▸ TRECHO DO TEXTO:
Até dizer “sim”, ela e Félix reuniram-se algumas vezes com a direção do BBB por videochamada. Além dos ganhos financeiros que a megaexposição proporcionada pelo reality poderia trazer à cantora, pesou na decisão o fato de que Linn seria a primeira travesti a participar do programa. Estar dentro da “casa mais vigiada do Brasil” lhe permitiria ocupar espaços negados a uma população bastante marginalizada e debater em escala gigantesca os problemas dessa minoria. O BBB 11 já havia abordado questões semelhantes ao convocar a ex-cabeleireira e atual modelo Ariadna Arantes, que se diz uma mulher trans. Mas o mundo era outro, sem a polarização política de hoje e a força das redes sociais. Vale lembrar que travesti e mulher trans são conceitos distintos. Em linhas gerais, a palavra trans ainda dialoga com o espectro binário. Assim, uma pessoa trans se reconhece ou como homem ou como mulher na sociedade, independentemente de seu sexo biológico. Já a travesti assume uma identidade que rejeita o binarismo. “Não sou homem e não sou mulher. Sou travesti”, proclamou Linn da Quebrada recentemente. 

Moradora da Zona Oeste paulistana, a cantora bolou um plano para conseguir dialogar com um público mais amplo e criar uma base de torcedores. No mesmo dia em que aceitou participar do BBB, ela marcou uma reunião presencial com sua amiga Ana Flor, também travesti. A pedagoga e mestranda em educação pela Universidade de São Paulo atua como consultora de assuntos identitários. Uma de suas clientes é a apresentadora Tatá Werneck, da Globo e do Multishow, que a contratou para fazer um pente-fino no programa Lady Night de modo a evitar qualquer deslize capaz de prejudicar ou ofender alguma minoria. O que soa pejorativo é suprimido da edição final.

Ana Flor topou gerir a estratégia digital de Linn, mas reivindicou a presença de mais alguns “adms”, como são chamados aqueles que cuidam das redes sociais de uma celebridade ou empresa, para dar conta do intenso trabalho. Neste momento, além de Flor, outras quatro pessoas – todas travestis – administram o Twitter e o Instagram da cantora. “A Lina não exigiu que ninguém fosse formado em jornalismo ou TI. O fundamental era saber como funciona a linguagem das redes”, afirma a gestora. A equipe trabalha em turnos de seis horas, que podem se estender conforme a demanda. Quem acompanha o programa pelo pay per view já notou que Linn não pega no sono antes das duas da manhã.

▸ OBJETIVO PROPOSTO 1:
Extraia da listagem todas as linhas em que aparece a palavra "pole".
▸ OBJETIVO PROPOSTO 2:
Dê continuidade ao texto sobre Linn da Quebrada no BBB, começando logo depois da última frase.
A listagem não tem nenhuma relação com o texto sobre Linn da Quebrada no BBB.

▸ LISTAGEM:
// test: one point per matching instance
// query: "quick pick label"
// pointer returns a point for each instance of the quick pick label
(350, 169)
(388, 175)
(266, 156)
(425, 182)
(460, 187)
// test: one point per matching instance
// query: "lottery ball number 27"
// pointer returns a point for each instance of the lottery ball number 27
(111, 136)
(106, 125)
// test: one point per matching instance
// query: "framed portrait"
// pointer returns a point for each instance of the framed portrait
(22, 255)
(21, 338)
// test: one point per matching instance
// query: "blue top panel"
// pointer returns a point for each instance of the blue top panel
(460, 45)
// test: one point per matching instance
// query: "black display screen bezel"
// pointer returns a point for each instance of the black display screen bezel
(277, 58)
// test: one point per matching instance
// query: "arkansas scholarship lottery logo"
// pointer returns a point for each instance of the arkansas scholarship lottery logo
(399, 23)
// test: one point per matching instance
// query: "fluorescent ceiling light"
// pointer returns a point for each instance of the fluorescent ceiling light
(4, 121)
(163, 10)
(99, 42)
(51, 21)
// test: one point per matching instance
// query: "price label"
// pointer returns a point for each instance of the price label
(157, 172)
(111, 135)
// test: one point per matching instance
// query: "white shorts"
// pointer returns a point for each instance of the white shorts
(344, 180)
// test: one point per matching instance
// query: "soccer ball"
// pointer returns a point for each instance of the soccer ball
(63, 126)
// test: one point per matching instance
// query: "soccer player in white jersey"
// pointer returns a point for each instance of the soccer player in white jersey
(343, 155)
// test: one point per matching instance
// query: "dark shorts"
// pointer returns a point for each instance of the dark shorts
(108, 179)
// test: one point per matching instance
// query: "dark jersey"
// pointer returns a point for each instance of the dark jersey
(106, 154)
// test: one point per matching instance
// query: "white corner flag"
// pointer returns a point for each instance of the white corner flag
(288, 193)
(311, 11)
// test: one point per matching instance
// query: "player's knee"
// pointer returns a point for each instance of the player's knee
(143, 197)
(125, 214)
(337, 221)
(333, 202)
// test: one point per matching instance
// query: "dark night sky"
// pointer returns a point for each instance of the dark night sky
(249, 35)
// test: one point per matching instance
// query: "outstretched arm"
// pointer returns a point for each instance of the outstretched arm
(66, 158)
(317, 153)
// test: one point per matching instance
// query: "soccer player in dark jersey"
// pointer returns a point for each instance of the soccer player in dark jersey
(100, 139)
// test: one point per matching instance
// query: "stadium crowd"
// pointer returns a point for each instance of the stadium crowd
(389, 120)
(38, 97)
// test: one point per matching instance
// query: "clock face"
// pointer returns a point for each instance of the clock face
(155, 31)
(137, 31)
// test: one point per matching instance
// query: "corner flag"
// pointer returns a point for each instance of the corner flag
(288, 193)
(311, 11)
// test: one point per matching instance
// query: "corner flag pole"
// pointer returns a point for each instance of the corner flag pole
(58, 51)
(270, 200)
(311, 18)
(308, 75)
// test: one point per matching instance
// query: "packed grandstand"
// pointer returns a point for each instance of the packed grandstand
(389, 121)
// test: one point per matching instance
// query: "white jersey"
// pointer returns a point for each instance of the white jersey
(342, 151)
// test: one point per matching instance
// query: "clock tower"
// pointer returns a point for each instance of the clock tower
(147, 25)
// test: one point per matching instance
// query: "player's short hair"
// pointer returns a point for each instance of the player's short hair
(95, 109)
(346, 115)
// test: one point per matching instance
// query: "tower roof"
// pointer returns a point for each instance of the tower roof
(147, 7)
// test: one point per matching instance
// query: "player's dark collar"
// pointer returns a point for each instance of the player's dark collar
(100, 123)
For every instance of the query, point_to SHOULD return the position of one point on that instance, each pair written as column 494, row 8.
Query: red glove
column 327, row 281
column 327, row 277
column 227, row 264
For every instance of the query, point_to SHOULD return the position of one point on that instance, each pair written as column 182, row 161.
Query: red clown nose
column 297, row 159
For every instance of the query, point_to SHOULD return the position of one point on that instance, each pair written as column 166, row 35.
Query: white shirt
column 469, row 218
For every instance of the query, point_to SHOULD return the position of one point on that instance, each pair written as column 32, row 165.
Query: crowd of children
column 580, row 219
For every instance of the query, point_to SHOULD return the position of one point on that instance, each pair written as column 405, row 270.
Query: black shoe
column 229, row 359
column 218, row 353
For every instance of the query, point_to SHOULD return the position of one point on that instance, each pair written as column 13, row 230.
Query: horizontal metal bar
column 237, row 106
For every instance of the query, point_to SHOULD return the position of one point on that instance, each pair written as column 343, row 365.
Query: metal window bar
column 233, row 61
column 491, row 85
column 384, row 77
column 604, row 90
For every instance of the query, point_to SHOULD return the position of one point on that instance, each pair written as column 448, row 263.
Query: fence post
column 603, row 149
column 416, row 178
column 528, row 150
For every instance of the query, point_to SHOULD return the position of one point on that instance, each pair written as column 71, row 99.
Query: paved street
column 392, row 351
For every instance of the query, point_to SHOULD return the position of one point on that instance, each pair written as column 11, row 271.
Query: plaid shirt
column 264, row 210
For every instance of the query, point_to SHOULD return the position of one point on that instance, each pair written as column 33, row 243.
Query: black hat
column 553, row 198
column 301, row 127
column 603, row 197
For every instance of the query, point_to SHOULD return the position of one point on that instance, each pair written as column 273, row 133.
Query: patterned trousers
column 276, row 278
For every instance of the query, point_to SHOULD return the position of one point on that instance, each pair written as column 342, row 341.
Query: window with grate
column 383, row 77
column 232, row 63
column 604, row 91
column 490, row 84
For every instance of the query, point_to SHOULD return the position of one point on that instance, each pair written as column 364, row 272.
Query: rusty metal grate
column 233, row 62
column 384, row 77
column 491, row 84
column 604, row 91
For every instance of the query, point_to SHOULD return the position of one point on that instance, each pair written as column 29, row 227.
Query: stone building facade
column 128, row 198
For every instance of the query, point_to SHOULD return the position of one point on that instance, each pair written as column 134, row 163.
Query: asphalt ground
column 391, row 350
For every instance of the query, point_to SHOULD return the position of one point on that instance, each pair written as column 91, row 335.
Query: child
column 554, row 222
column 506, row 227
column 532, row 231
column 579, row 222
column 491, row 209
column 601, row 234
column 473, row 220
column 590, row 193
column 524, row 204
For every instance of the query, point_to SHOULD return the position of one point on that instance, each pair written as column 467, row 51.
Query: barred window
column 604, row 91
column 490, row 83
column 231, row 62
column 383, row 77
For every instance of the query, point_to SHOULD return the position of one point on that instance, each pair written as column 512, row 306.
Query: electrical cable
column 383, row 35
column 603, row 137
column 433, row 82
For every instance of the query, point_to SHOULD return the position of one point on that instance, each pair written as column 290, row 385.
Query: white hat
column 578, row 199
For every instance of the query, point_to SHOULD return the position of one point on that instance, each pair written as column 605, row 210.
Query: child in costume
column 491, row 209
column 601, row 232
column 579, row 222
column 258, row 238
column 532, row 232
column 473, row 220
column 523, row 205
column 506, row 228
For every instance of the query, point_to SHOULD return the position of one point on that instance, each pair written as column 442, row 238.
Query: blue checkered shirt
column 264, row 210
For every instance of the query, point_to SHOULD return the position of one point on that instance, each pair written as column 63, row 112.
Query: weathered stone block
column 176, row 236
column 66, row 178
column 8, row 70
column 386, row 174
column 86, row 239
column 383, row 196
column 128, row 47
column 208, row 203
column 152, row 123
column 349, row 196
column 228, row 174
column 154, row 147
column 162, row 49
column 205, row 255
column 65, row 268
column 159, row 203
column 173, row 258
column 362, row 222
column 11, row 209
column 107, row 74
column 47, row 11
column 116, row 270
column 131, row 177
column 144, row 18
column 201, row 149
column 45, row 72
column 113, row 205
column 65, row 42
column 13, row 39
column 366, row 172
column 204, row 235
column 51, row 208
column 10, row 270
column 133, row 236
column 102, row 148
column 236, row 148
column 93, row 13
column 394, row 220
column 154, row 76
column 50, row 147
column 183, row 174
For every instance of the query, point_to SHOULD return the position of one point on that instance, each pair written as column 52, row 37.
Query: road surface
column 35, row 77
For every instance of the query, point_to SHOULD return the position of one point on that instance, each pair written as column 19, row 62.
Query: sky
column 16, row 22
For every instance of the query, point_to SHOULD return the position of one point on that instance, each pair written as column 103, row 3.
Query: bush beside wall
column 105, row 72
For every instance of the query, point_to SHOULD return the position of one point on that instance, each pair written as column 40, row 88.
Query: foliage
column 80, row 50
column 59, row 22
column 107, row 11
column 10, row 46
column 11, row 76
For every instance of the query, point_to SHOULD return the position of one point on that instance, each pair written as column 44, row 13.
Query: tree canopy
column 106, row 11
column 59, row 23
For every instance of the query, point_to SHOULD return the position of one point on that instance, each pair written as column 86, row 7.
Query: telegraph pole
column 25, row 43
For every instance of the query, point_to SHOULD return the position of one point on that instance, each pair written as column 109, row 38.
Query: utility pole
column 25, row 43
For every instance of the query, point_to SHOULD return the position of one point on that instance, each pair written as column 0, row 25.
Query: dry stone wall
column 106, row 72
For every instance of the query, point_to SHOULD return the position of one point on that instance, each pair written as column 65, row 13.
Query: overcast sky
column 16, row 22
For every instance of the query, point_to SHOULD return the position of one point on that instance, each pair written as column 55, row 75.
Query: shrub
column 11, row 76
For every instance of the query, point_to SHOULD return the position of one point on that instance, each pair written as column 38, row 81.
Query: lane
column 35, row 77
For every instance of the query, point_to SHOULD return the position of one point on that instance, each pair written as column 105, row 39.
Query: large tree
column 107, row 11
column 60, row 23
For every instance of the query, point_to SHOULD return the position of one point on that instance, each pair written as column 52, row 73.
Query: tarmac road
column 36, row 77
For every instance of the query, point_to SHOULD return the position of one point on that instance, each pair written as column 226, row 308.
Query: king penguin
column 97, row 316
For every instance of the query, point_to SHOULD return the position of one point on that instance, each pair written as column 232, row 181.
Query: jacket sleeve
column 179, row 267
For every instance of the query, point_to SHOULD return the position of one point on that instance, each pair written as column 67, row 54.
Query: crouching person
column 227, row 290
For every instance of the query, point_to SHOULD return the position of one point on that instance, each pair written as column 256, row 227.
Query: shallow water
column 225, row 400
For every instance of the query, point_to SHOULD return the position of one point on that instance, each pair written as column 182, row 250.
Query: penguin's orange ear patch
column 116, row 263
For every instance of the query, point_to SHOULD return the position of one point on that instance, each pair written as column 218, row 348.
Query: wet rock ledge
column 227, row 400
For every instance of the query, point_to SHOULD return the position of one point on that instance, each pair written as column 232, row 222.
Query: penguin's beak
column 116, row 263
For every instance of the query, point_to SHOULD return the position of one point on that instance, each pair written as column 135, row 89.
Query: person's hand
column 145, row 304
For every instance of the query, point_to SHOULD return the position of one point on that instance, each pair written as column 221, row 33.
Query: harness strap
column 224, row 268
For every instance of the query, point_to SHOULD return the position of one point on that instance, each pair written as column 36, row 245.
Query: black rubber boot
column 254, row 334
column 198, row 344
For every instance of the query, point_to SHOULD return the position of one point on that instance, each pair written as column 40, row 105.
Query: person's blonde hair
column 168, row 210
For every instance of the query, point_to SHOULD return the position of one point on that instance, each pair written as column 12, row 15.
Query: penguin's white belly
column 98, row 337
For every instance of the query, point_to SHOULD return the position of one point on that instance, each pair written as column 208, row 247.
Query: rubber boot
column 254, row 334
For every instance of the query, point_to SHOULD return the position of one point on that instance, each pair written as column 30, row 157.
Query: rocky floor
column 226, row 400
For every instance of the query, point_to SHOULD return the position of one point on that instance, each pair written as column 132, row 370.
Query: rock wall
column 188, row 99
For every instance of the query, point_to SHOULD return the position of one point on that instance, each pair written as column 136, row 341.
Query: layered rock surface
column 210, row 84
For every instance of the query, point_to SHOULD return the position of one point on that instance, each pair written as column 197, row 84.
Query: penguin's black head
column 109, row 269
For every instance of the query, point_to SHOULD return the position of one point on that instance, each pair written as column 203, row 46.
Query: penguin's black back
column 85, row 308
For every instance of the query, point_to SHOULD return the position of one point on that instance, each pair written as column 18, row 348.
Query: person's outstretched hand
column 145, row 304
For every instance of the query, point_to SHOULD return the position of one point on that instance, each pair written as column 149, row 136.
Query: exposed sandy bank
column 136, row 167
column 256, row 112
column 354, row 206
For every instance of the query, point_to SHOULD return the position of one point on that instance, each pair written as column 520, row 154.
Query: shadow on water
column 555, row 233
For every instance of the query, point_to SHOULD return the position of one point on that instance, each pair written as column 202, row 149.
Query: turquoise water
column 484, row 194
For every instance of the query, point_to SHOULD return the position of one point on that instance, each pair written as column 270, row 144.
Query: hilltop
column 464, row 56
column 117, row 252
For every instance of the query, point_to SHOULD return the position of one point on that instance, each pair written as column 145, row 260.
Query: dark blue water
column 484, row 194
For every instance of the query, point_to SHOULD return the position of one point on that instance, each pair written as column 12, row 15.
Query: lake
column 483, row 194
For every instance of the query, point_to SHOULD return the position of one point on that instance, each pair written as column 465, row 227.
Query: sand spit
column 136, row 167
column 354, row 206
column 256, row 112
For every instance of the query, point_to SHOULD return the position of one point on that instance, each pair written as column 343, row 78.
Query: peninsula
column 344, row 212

▸ RESULTADO 1:
// query: "corner flag pole"
// pointer returns a point for each instance of the corner flag pole
Query: telegraph pole
Query: utility pole

▸ RESULTADO 2:
A cantora também contratou a advogada Juliana Souza, que tem clientes como o ator Bruno Gagliasso, para lhe dar respaldo jurídico caso fosse atacada por haters nas redes. Desde 2019, graças a uma decisão do Supremo Tribunal Federal, a homofobia e a transfobia são crimes equivalentes ao de racismo. Linn ainda fechou contrato com a mesma assessoria de imprensa que presta serviços para Marina Ruy Barbosa, Flávia Alessandra e outras estrelas. O staff da participante do BBB 22, porém, não revela quanto a artista gasta mensalmente com toda essa estrutura. 

 

No dia 26 de janeiro, a advogada de Linn esteve na Delegacia de Crimes Raciais e Delitos de Intolerância (Decradi), em São Paulo, para fazer um boletim de ocorrência por racismo, transfobia e injúria racial. “Minha cliente foi alvo de ataques por parte de um blog que já saiu do ar. Entre outras coisas, o blogueiro dizia que iria comemorar a morte dela”, relata Souza. Quando a cantora sair do confinamento, a advogada vai decidir se entrará com uma ação de danos morais contra o autor dos ataques. De acordo com a Decradi, o blog surgiu justamente para praticar crimes de ódio contra integrantes do BBB. O ator negro Douglas Silva, outro participante do programa, também foi alvo de ofensas racistas.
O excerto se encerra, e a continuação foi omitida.